[Opening SELECTED TEXT section]
It's just like, I don't know, he just, John just feels like American is baseball and apple pie.
Dustin and John hit it off. And John told him there's this invention he dreamed up, a new kind of barbecue grill accessory.
He said, hey, I've got this idea for a grill scrubber. A lot of people don't know this, but when you clean your grill, a lot of people use these metal brushes. Yeah. And he explained, there's this problem that happens. They'll tell you they've had people come in the door that have this problem. The metal bristles on a grill scrubber.
Yeah, this is the thing where the barbecue scrubbers that look like, it's like a toilet brush scrubber, but it's more coarse and metal.
Yeah.
So those bristles, the little bristles.
Wires. Wire bristles will come off on the grill. and then they'll go into the food that people are grilling and then people eat the burger or whatever they're cooking. And then those bristles will get caught in their throat or go down to their stomach, their colon or whatever. So these metal wires get in people's mouths and they get seriously injured.
[Closing SELECTED TEXT section]
## YOUR TASK
Set down the whole grill scrubber transcript again, word for word.
[Opening SUPPLIED INFORMATION section]
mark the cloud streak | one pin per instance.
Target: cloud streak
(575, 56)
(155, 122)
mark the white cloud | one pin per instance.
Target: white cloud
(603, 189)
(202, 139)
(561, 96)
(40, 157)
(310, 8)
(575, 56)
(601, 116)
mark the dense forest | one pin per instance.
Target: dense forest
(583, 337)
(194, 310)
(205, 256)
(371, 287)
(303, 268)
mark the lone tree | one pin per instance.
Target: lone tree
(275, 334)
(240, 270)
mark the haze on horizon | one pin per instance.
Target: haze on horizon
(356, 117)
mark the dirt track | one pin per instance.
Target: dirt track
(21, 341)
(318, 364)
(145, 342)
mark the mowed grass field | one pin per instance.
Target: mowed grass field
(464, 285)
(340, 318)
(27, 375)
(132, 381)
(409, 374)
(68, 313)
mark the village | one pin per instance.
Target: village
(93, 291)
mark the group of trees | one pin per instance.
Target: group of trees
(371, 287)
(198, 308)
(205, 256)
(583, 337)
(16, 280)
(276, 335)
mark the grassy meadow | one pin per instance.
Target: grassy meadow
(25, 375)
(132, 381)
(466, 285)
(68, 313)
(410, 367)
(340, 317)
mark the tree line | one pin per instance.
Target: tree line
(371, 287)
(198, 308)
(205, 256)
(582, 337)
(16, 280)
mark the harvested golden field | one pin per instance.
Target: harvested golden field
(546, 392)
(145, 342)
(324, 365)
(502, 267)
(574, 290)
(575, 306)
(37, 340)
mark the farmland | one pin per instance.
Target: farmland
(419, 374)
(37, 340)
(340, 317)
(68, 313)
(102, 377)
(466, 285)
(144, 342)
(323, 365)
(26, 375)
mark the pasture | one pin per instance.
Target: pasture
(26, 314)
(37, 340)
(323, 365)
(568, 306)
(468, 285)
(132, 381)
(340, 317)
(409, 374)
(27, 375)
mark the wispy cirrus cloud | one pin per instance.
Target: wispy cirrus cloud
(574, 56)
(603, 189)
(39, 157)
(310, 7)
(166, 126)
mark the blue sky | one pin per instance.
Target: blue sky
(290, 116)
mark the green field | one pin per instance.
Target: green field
[Closing SUPPLIED INFORMATION section]
## RESPONSE AREA
It's just like, I don't know, he just, John just feels like American is baseball and apple pie.
Dustin and John hit it off. And John told him there's this invention he dreamed up, a new kind of barbecue grill accessory.
He said, hey, I've got this idea for a grill scrubber. A lot of people don't know this, but when you clean your grill, a lot of people use these metal brushes. Yeah. And he explained, there's this problem that happens. They'll tell you they've had people come in the door that have this problem. The metal bristles on a grill scrubber.
Yeah, this is the thing where the barbecue scrubbers that look like, it's like a toilet brush scrubber, but it's more coarse and metal.
Yeah.
So those bristles, the little bristles.
Wires. Wire bristles will come off on the grill. and then they'll go into the food that people are grilling and then people eat the burger or whatever they're cooking. And then those bristles will get caught in their throat or go down to their stomach, their colon or whatever. So these metal wires get in people's mouths and they get seriously injured.